** start of Supplied information **

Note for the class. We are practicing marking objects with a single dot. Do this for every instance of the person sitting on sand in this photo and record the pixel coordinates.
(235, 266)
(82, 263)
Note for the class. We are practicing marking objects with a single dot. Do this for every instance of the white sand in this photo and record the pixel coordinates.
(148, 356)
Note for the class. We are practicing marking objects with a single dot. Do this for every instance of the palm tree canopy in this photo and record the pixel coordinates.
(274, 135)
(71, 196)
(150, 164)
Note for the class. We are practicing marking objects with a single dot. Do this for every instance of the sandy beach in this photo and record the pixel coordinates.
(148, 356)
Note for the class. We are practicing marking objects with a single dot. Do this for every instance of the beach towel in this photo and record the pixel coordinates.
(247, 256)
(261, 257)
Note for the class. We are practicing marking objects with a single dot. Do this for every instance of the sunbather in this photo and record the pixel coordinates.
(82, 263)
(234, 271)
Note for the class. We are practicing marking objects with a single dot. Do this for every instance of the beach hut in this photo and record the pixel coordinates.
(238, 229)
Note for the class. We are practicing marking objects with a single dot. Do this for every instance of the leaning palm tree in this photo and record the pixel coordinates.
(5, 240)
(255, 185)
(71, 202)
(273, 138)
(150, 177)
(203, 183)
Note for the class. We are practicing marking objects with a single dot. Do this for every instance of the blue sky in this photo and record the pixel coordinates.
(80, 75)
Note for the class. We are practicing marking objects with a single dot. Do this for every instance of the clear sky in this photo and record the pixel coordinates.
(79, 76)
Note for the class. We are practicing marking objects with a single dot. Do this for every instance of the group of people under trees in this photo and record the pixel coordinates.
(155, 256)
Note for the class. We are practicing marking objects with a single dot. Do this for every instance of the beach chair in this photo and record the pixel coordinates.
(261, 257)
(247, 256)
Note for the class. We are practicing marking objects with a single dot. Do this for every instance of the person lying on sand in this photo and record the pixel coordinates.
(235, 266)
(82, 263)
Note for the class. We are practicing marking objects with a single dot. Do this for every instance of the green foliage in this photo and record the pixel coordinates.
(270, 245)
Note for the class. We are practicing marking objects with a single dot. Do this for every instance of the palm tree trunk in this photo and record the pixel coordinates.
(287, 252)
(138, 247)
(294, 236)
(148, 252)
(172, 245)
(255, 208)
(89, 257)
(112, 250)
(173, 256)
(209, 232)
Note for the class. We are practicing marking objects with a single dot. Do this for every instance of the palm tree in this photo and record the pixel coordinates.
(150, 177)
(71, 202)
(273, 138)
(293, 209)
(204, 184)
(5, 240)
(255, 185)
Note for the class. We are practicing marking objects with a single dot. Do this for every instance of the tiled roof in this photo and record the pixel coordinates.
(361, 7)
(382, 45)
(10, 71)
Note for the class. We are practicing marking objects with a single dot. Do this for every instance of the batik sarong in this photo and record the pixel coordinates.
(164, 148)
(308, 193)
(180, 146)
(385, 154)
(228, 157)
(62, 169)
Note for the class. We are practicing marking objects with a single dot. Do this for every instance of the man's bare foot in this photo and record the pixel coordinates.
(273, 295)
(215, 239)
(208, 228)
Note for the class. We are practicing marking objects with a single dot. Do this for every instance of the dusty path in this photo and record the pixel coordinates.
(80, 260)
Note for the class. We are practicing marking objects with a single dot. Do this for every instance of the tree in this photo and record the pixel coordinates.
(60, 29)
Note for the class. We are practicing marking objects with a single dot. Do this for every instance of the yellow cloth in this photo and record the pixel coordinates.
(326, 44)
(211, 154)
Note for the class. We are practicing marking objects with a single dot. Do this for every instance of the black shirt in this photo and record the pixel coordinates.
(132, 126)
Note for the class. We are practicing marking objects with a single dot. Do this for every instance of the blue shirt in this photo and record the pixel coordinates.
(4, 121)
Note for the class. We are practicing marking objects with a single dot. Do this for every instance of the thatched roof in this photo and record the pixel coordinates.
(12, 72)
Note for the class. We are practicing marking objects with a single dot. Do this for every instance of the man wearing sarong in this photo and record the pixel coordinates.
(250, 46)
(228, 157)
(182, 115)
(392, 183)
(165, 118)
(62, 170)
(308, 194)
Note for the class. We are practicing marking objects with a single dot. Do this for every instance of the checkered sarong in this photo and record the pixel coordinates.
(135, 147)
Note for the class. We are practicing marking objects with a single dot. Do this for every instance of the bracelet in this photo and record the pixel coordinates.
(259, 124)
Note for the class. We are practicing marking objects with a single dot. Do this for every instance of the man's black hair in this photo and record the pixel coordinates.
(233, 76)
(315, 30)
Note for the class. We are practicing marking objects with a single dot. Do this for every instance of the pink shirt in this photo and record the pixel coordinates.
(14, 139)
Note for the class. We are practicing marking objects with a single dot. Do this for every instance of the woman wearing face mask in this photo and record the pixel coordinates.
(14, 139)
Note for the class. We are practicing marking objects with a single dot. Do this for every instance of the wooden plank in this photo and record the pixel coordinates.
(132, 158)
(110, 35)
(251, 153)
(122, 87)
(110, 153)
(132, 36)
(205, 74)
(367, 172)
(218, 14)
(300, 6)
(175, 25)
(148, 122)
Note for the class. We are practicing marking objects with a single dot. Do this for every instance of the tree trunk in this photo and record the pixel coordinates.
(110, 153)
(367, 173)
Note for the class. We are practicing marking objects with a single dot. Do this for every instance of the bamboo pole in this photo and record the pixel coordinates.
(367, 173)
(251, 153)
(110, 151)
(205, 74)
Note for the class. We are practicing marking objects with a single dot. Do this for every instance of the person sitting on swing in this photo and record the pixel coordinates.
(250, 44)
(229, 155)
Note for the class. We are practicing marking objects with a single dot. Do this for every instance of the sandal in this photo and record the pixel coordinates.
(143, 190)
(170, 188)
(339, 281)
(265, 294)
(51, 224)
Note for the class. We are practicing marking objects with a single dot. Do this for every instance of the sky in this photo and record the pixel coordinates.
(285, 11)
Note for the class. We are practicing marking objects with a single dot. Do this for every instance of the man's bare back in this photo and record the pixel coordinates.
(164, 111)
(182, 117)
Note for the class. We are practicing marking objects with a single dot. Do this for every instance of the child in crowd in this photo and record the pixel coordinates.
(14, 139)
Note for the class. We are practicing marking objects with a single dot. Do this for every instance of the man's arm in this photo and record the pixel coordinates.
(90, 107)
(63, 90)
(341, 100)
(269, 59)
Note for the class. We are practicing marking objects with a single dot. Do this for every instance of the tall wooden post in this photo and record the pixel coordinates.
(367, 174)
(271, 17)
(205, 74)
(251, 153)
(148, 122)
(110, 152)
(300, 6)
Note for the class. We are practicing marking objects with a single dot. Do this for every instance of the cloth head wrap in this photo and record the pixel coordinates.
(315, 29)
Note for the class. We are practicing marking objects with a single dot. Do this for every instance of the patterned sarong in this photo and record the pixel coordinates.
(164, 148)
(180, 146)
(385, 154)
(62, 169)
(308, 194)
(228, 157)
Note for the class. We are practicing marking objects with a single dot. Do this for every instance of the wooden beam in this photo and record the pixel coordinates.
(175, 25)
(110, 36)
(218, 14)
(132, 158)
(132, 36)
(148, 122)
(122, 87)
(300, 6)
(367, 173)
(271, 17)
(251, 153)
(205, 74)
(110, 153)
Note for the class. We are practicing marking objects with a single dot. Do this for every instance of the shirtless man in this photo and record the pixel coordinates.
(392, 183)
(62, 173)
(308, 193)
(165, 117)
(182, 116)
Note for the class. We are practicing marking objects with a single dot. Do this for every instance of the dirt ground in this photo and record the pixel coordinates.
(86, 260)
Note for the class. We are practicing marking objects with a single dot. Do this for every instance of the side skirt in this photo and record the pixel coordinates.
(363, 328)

** end of Supplied information **

Description of the task ▸ Every record above needs to be repeated word for word.

Finished exercise ▸
Note for the class. We are practicing marking objects with a single dot. Do this for every instance of the person sitting on sand in this photo and record the pixel coordinates.
(235, 266)
(82, 263)
Note for the class. We are practicing marking objects with a single dot. Do this for every instance of the white sand in this photo and record the pixel coordinates.
(148, 356)
Note for the class. We are practicing marking objects with a single dot. Do this for every instance of the palm tree canopy in this photo and record the pixel coordinates.
(274, 135)
(71, 196)
(150, 164)
Note for the class. We are practicing marking objects with a single dot. Do this for every instance of the sandy beach in this photo and record the pixel coordinates.
(148, 356)
Note for the class. We are practicing marking objects with a single dot. Do this for every instance of the beach towel in this photo and record the pixel coordinates.
(247, 256)
(261, 257)
Note for the class. We are practicing marking objects with a single dot. Do this for every instance of the sunbather in this photo and record the pixel coordinates.
(82, 263)
(234, 271)
Note for the class. We are practicing marking objects with a single dot. Do this for every instance of the beach hut in this photo and record the pixel coordinates.
(238, 229)
Note for the class. We are practicing marking objects with a single dot. Do this for every instance of the leaning palm tree in this photo and record the pixel coordinates.
(5, 240)
(255, 185)
(71, 202)
(273, 138)
(150, 177)
(203, 183)
Note for the class. We are practicing marking objects with a single dot. Do this for every instance of the blue sky in this photo and record the pixel coordinates.
(80, 75)
Note for the class. We are practicing marking objects with a single dot. Do this for every instance of the clear sky in this photo and record the pixel coordinates.
(79, 76)
Note for the class. We are practicing marking objects with a single dot. Do this for every instance of the group of people under trees in this photo and record the pixel coordinates.
(155, 256)
Note for the class. We are practicing marking objects with a single dot. Do this for every instance of the beach chair in this photo and record the pixel coordinates.
(261, 257)
(247, 256)
Note for the class. We are practicing marking objects with a single dot. Do this for every instance of the person lying on sand in this photo and record the pixel coordinates.
(235, 266)
(82, 263)
Note for the class. We are practicing marking objects with a single dot. Do this for every instance of the green foliage in this photo and record the pixel coordinates.
(270, 245)
Note for the class. We are practicing marking objects with a single dot. Do this for every instance of the palm tree trunk in this photo and record the pixel coordinates.
(287, 252)
(138, 247)
(294, 236)
(148, 252)
(172, 245)
(255, 208)
(89, 257)
(112, 250)
(173, 256)
(209, 232)
Note for the class. We are practicing marking objects with a single dot. Do this for every instance of the palm tree in this photo and record the pixel coordinates.
(150, 177)
(71, 202)
(273, 138)
(293, 209)
(204, 184)
(5, 240)
(255, 185)
Note for the class. We are practicing marking objects with a single dot. Do this for every instance of the tiled roof in this photo and record the pixel coordinates.
(361, 7)
(382, 45)
(10, 71)
Note for the class. We are practicing marking objects with a single dot. Do this for every instance of the batik sarong in this photo and record the pixel coordinates.
(164, 148)
(308, 193)
(180, 146)
(385, 154)
(228, 157)
(62, 169)
Note for the class. We are practicing marking objects with a single dot. Do this for every instance of the man's bare foot in this photo and record the pixel coordinates.
(273, 295)
(215, 239)
(208, 228)
Note for the class. We are practicing marking objects with a single dot. Do this for every instance of the dusty path in this photo and record the pixel coordinates.
(80, 260)
Note for the class. We are practicing marking objects with a single dot. Do this for every instance of the tree in this photo and record the pixel coordinates.
(60, 29)
Note for the class. We are practicing marking objects with a single dot. Do this for every instance of the yellow cloth in this photo and record the pixel coordinates.
(326, 44)
(211, 154)
Note for the class. We are practicing marking objects with a single dot. Do this for every instance of the black shirt in this photo and record the pixel coordinates.
(132, 126)
Note for the class. We are practicing marking objects with a single dot. Do this for every instance of the blue shirt in this photo and record the pixel coordinates.
(4, 121)
Note for the class. We are practicing marking objects with a single dot. Do this for every instance of the thatched roof in this photo and record the pixel coordinates.
(12, 72)
Note for the class. We are practicing marking objects with a single dot. Do this for every instance of the man wearing sarong in this photo and record the pixel coordinates.
(250, 46)
(228, 157)
(182, 115)
(392, 183)
(165, 118)
(62, 170)
(308, 194)
Note for the class. We are practicing marking objects with a single dot. Do this for every instance of the checkered sarong in this photo and record the pixel coordinates.
(135, 147)
Note for the class. We are practicing marking objects with a single dot. Do this for every instance of the bracelet in this photo and record the pixel coordinates.
(259, 124)
Note for the class. We are practicing marking objects with a single dot. Do this for every instance of the man's black hair in this photo and record the pixel coordinates.
(233, 76)
(315, 30)
Note for the class. We are practicing marking objects with a single dot. Do this for every instance of the pink shirt in this photo and record the pixel coordinates.
(14, 139)
Note for the class. We are practicing marking objects with a single dot. Do this for every instance of the woman wearing face mask in this photo and record the pixel coordinates.
(14, 139)
Note for the class. We are practicing marking objects with a single dot. Do this for every instance of the wooden plank in this photo and record the pixel coordinates.
(132, 158)
(110, 35)
(251, 153)
(122, 87)
(110, 153)
(132, 36)
(205, 74)
(367, 172)
(218, 14)
(300, 6)
(175, 25)
(148, 122)
Note for the class. We are practicing marking objects with a single dot. Do this for every instance of the tree trunk in this photo and record the pixel coordinates.
(110, 153)
(367, 173)
Note for the class. We are practicing marking objects with a single dot. Do this for every instance of the bamboo pole in this photo and record the pixel coordinates.
(367, 173)
(251, 153)
(110, 151)
(205, 74)
Note for the class. We are practicing marking objects with a single dot. Do this for every instance of the person sitting on swing in this photo and record the pixel coordinates.
(250, 44)
(229, 155)
Note for the class. We are practicing marking objects with a single dot. Do this for every instance of the sandal in this photo and record the pixel coordinates.
(143, 190)
(170, 188)
(339, 281)
(265, 294)
(51, 224)
Note for the class. We are practicing marking objects with a single dot. Do this for every instance of the sky in this photo and record the pixel coordinates.
(285, 11)
Note for the class. We are practicing marking objects with a single dot. Do this for every instance of the man's bare back in this photo and record the pixel coordinates.
(164, 111)
(182, 117)
Note for the class. We are practicing marking objects with a single dot. Do this for every instance of the child in crowd in this photo and record the pixel coordinates.
(14, 139)
Note for the class. We are practicing marking objects with a single dot. Do this for every instance of the man's arm in this photo and record the pixel coordinates.
(90, 107)
(63, 90)
(341, 100)
(269, 59)
Note for the class. We are practicing marking objects with a single dot. Do this for every instance of the tall wooden post in this photo and record the pixel coordinates.
(367, 174)
(271, 17)
(205, 74)
(251, 153)
(148, 122)
(110, 152)
(300, 6)
Note for the class. We are practicing marking objects with a single dot. Do this for every instance of the cloth head wrap in this photo and record the pixel coordinates.
(315, 29)
Note for the class. We are practicing marking objects with a single dot. Do this for every instance of the patterned sarong in this photo and record the pixel coordinates.
(164, 148)
(180, 146)
(385, 154)
(62, 169)
(308, 194)
(228, 157)
Note for the class. We are practicing marking objects with a single dot. Do this for every instance of the wooden beam in this photo and record the pixel coordinates.
(175, 25)
(110, 36)
(218, 14)
(132, 158)
(132, 36)
(148, 122)
(122, 87)
(300, 6)
(367, 173)
(271, 17)
(251, 153)
(205, 74)
(110, 153)
Note for the class. We are practicing marking objects with a single dot. Do this for every instance of the shirtless man in this photo and record the pixel coordinates.
(392, 183)
(62, 173)
(308, 193)
(165, 117)
(182, 116)
Note for the class. We are practicing marking objects with a single dot. Do this for every instance of the dirt ground in this photo and record the pixel coordinates.
(86, 260)
Note for the class. We are practicing marking objects with a single dot. Do this for every instance of the side skirt in this photo and record the pixel coordinates.
(363, 328)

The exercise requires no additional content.